> **About this exercise**
Check every line of the records below for the string "instance", then report only how many lines have it.
━━ Records for the exercise
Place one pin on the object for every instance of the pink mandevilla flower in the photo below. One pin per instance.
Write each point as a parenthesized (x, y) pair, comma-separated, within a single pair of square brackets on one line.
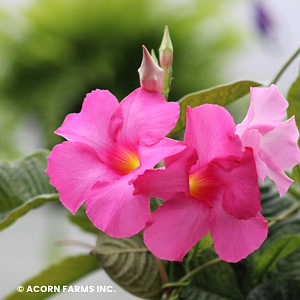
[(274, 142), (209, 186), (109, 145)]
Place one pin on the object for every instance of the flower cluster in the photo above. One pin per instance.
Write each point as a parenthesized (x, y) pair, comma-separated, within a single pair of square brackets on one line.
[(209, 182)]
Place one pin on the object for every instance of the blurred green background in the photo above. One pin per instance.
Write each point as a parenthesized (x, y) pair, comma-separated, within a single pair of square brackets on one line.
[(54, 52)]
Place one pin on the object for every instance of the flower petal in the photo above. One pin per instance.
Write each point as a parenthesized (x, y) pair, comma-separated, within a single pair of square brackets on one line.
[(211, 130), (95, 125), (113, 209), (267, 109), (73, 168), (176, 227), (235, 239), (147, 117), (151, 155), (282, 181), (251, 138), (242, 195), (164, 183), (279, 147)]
━━━━
━━ Records for the exercise
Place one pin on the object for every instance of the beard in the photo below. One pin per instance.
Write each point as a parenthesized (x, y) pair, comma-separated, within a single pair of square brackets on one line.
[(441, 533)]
━━━━
━━ Records for the exercise
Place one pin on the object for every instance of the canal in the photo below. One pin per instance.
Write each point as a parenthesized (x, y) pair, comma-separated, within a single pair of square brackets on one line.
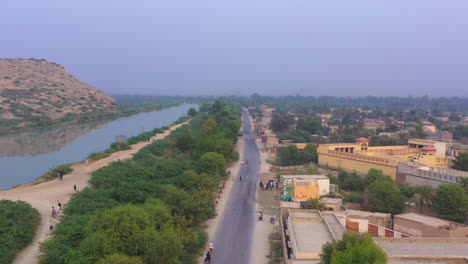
━━━━
> **Exercise solution**
6